(Teks Bacaan):
○ ○ ○ ○ ○
(TULUNGAGUNG, JAWA TIMUR) Perkembangan suatu daerah selalu sejalan dengan peningkatan kebutuhan akan infrastruktur layanan publik sebagai penunjang kegiatan masyarakatnya. Selain itu, kebutuhan operasional pemerintah daerah bisa saja turut mengalami peningkatan. Pemerintah daerah di Indonesia sering kali mengalami berbagai tantangan dalam pemenuhan infrastruktur layanan publik maupun kebutuhan operasional pemerintah daerah. Sehingga dapat menghambat perkembangan daerah. Salah satu penghambatnya adalah kebutuhan pendanaan yang besar guna pengembangan proyek infrastruktur layanan publik dan kebutuhan operasional pemerintah daerah tersebut. Sedangkan kemampuan keuangan pemerintah daerah masih cukup terbatas. Oleh karena itu, muncul lah berbagai aternatif sumber pendanaan lain untuk pemerintah daerah yaitu diantaranya ada obligasi daerah bagi pemerintah daerah yang memiliki kemampuan dan pengelolaan fiskal yang baik dan hutang daerah bagi pemerintah daerah yang memiliki kemampuan fiskal kurang baik.
Lantas bagaimana konsep obligasi daerah dan hutang daerah itu?
Pertama, obligasi daerah. Obligasi daerah didefinisikan sebagai surat utang yang diterbitkan oleh pemerintah daerah melalui penawaran umum di pasar modal. Dengan kata lain, sumber pinjaman obligasi daerah jangka menengah dan/atau jangka panjang yang bersumber dari masyarakat yang bertindak sebagai investor. Dimana nantinya investor akan mendapatkan bunga obligasi secara berkala dan mendapat ganti pokok pinjaman saat waktu jatuh tempo. Pemerintah Daerah menerbitkan Obligasi Daerah hanya untuk membiayai kegiatan pengembangan infrastruktur pelayanan publik yang memberikan manfaat bagi masyarakat yang menjadi urusan Pemerintah Daerah.
○ ○ ○ ○ ○
(Latihan Tertulis 1):
Jawablah pertanyaan berikut berdasarkan teks tentang obligasi daerah.
(a) Alternatif pendanaan apa yang disebutkan bagi pemerintah daerah yang memiliki kemampuan fiskal kurang baik?
(b) Melalui apa obligasi daerah diterbitkan oleh pemerintah daerah?
(c) Apa yang diterima investor secara berkala?
(Latihan Tertulis 2): Tuliskan ulang bagian teks tentang obligasi daerah di antara "Pertama, obligasi daerah." dan "urusan Pemerintah Daerah.", termasuk kedua batas tersebut, tanpa perubahan apa pun.
(Latihan Tertulis 3): Terjemahkan kalimat dari teks tentang obligasi daerah ini ke dalam bahasa Inggris: "Obligasi daerah didefinisikan sebagai surat utang yang diterbitkan oleh pemerintah daerah melalui penawaran umum di pasar modal."
Item yang tercantum sesudah ini tidak digunakan dalam latihan ini.

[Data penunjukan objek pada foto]
○ ○ ○ ○ ○
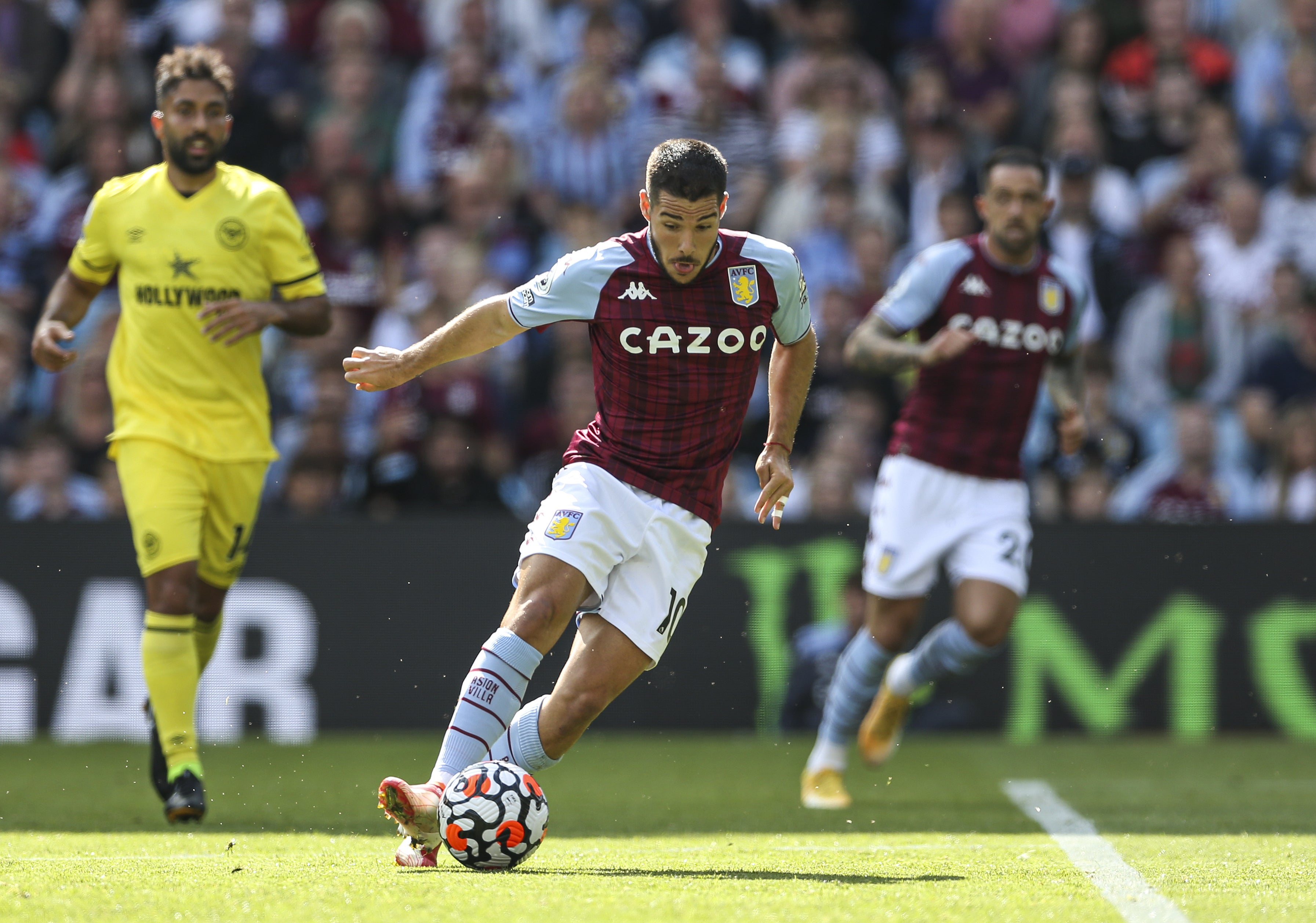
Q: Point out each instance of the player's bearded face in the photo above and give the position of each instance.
(1014, 208)
(194, 126)
(683, 232)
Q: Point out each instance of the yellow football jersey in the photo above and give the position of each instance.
(236, 237)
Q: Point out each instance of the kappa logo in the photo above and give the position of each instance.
(637, 291)
(974, 285)
(564, 523)
(1051, 297)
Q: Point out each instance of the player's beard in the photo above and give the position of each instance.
(191, 164)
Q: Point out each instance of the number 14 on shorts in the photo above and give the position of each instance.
(676, 609)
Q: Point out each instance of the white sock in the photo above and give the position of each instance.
(521, 744)
(826, 755)
(943, 651)
(491, 696)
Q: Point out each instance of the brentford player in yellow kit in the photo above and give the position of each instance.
(208, 256)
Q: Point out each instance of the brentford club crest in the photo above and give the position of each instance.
(744, 281)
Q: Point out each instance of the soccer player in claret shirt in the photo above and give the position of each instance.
(995, 314)
(680, 315)
(200, 248)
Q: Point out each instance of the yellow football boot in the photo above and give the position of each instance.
(824, 789)
(880, 734)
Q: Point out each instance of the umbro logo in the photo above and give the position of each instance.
○ ○ ○ ○ ○
(Jawaban Benar 1):
(a) Hutang daerah.
(b) Melalui penawaran umum di pasar modal.
(c) Bunga obligasi.

(Jawaban Benar 2):
Pertama, obligasi daerah. Obligasi daerah didefinisikan sebagai surat utang yang diterbitkan oleh pemerintah daerah melalui penawaran umum di pasar modal. Dengan kata lain, sumber pinjaman obligasi daerah jangka menengah dan/atau jangka panjang yang bersumber dari masyarakat yang bertindak sebagai investor. Dimana nantinya investor akan mendapatkan bunga obligasi secara berkala dan mendapat ganti pokok pinjaman saat waktu jatuh tempo. Pemerintah Daerah menerbitkan Obligasi Daerah hanya untuk membiayai kegiatan pengembangan infrastruktur pelayanan publik yang memberikan manfaat bagi masyarakat yang menjadi urusan Pemerintah Daerah.

(Jawaban Benar 3): Regional bonds are defined as debt securities issued by regional governments through a public offering in the capital market.